» **GIVEN REQUEST**: Return, exactly, the line that contains "For the benchmark card, identify each instance of the floral" together with all lines after it to the end of the entries, and no further lines.

++++ EXTRACTED RECORDS ++++

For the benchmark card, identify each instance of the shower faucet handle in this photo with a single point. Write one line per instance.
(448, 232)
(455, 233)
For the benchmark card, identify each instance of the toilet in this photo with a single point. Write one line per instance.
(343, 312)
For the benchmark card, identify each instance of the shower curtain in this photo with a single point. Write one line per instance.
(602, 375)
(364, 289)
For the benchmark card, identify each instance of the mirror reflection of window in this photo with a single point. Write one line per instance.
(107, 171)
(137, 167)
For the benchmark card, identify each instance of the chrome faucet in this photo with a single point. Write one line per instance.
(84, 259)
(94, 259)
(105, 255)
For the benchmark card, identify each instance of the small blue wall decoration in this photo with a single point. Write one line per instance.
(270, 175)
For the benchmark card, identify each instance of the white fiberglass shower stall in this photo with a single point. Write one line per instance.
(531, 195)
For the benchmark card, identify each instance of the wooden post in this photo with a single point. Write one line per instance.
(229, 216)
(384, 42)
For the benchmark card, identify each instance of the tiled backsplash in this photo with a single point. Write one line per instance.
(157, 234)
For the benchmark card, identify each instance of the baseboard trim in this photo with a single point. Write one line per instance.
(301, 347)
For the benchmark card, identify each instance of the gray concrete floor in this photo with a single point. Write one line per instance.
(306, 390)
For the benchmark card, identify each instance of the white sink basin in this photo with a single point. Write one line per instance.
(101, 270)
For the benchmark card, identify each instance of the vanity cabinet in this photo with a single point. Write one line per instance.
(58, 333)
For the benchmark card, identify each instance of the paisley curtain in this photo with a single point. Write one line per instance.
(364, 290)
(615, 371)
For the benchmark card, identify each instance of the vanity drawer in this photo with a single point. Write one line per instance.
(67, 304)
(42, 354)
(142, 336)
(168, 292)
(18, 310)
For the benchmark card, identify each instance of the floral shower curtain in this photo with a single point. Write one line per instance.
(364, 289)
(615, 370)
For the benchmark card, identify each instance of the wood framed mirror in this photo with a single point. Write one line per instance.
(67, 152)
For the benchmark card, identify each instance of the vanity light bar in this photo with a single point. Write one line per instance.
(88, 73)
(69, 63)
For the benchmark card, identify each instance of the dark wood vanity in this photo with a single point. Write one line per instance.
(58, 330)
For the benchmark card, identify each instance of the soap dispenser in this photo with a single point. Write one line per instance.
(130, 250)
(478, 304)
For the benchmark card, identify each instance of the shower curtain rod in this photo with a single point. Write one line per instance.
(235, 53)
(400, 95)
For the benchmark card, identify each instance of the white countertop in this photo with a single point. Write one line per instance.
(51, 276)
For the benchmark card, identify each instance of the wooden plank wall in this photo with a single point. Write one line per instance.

++++

» **ANSWER TO THIS EXERCISE**:
For the benchmark card, identify each instance of the floral shower curtain in this photo with a single point. Write one line per instance.
(364, 289)
(615, 370)
For the benchmark card, identify each instance of the wood framed mirror in this photo with a single point. Write one line per instance.
(67, 152)
For the benchmark card, identify each instance of the vanity light bar in this photo with a single point. Write one line per instance.
(88, 73)
(69, 63)
For the benchmark card, identify each instance of the dark wood vanity in this photo with a single point. Write one line per instance.
(58, 330)
For the benchmark card, identify each instance of the soap dispenser in this photo with a single point. Write one line per instance.
(130, 250)
(478, 304)
For the benchmark card, identify each instance of the shower curtain rod in this photo with a single point. Write one line per instance.
(235, 53)
(400, 95)
For the benchmark card, identify each instance of the white countertop in this photo with a single point. Write one line per instance.
(51, 276)
For the benchmark card, identify each instance of the wooden plank wall in this photo with a single point. Write one line per instance.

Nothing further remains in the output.